*Request*:
Determine how many lines of the records below contain the string "mast". Give only the number.

BEGIN Source material

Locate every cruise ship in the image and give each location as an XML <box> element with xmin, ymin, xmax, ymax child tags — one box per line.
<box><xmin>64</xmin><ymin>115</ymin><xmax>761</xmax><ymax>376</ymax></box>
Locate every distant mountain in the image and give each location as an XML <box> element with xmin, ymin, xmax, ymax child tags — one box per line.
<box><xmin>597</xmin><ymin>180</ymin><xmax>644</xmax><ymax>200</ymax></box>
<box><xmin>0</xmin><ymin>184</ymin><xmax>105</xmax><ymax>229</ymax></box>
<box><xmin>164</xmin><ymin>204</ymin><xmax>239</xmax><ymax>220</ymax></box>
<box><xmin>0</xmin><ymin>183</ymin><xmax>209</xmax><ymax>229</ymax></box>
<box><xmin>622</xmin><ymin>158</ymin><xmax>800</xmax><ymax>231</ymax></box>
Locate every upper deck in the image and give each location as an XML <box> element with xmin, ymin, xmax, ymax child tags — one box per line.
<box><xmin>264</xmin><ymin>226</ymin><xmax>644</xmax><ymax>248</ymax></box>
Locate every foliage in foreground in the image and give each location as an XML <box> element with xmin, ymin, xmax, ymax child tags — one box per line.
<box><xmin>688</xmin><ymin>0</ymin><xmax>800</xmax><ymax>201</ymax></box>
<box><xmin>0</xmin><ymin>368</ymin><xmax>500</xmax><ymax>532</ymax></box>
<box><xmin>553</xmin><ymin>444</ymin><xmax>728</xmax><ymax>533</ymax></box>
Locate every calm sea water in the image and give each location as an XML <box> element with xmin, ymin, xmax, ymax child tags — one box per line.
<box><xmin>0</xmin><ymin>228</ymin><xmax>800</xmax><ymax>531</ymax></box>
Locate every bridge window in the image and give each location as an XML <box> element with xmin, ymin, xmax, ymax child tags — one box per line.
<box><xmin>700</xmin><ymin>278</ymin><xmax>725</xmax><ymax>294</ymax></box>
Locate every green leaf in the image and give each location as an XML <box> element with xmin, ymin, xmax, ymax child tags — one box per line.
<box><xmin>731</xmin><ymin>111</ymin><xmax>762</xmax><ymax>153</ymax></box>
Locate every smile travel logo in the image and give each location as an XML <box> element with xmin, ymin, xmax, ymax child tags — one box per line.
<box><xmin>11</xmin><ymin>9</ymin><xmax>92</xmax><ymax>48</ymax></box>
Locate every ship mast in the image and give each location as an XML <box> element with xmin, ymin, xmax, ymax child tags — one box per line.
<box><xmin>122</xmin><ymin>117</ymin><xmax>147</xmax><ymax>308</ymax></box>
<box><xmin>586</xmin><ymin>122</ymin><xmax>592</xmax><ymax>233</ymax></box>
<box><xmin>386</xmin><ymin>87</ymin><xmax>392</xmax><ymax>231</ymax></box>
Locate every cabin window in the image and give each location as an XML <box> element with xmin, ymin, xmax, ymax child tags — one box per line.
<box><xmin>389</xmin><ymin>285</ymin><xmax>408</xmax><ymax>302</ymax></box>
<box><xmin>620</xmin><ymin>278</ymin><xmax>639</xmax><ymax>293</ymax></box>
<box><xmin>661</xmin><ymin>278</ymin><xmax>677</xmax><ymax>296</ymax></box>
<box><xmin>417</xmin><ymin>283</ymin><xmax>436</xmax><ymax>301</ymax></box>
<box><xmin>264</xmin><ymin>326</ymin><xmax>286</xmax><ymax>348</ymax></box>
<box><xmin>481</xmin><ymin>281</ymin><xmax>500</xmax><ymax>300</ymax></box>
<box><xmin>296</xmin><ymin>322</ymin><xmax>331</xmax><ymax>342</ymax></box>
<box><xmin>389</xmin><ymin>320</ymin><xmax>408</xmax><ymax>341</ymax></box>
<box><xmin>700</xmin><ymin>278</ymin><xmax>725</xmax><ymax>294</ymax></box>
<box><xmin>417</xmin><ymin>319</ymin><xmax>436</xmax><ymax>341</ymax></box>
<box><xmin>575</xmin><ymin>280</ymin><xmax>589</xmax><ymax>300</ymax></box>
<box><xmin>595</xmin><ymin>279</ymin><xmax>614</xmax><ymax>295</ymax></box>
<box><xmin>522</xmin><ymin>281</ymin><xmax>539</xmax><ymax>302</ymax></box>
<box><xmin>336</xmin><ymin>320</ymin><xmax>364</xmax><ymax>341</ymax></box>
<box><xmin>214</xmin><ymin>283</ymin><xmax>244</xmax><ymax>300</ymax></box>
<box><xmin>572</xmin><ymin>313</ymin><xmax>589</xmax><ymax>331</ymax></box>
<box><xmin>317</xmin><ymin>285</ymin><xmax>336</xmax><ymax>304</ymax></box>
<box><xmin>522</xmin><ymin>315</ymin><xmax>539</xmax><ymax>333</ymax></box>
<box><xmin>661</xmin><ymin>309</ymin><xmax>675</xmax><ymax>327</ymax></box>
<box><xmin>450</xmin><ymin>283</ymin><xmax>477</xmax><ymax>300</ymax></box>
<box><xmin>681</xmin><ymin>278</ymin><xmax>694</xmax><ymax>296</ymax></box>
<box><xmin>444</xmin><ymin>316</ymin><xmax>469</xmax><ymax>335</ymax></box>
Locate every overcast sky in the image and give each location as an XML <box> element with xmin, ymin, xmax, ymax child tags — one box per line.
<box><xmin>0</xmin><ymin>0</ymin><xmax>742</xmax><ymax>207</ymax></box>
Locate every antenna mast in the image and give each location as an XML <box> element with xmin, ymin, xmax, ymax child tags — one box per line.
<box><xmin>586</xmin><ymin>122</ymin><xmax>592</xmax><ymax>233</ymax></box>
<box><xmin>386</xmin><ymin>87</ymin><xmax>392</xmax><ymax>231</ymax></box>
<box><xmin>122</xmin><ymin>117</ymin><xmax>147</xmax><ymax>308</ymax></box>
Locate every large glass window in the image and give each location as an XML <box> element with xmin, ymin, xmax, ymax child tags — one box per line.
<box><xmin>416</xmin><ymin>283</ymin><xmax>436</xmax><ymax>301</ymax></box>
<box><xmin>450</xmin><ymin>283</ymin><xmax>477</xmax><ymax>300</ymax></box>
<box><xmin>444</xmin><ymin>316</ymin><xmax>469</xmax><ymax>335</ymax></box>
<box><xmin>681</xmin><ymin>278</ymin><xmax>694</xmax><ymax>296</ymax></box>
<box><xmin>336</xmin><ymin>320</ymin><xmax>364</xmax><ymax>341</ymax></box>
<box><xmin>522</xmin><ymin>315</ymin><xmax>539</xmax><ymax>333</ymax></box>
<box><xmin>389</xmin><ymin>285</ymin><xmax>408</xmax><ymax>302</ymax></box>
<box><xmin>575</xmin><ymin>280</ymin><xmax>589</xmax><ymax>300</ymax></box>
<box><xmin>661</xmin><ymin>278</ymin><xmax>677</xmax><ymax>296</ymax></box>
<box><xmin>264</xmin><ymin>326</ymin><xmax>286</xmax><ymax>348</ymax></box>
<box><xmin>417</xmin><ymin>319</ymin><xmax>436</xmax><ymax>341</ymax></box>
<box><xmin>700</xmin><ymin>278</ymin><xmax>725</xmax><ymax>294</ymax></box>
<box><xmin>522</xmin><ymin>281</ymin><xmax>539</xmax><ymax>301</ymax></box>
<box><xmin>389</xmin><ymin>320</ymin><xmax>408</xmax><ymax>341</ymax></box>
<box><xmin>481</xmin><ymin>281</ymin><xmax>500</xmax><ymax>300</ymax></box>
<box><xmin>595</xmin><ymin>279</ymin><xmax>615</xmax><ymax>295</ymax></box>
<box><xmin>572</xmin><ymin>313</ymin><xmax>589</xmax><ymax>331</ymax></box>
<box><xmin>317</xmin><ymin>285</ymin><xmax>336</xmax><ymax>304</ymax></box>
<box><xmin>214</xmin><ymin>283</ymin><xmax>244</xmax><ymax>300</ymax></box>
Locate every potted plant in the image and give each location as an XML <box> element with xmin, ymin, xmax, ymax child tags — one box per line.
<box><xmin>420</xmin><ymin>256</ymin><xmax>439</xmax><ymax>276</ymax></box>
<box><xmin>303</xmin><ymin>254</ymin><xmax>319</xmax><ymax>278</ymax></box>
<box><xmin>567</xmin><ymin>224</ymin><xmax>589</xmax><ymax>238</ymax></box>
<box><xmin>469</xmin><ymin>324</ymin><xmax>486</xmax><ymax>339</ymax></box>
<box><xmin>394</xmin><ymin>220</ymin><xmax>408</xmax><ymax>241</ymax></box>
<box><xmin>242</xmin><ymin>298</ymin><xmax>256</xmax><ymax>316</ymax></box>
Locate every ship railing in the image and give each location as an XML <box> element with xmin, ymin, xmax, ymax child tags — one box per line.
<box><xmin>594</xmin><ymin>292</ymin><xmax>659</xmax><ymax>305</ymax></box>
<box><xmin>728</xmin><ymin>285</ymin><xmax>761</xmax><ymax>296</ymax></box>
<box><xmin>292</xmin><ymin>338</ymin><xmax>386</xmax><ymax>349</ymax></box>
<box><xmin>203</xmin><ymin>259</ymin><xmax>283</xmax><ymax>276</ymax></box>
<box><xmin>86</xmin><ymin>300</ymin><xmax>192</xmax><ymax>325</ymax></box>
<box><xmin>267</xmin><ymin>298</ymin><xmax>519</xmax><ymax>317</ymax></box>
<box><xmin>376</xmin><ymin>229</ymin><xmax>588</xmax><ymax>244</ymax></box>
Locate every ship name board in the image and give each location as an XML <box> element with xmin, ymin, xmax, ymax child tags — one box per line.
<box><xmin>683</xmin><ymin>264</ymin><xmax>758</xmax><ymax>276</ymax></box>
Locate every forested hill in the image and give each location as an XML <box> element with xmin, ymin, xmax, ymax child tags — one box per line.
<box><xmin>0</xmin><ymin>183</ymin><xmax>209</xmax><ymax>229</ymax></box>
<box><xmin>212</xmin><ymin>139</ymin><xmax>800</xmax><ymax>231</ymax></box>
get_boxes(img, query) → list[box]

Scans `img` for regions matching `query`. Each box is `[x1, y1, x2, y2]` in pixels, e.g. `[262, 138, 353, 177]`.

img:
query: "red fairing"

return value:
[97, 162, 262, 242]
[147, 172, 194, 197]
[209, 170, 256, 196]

END Source material

*Reply*:
2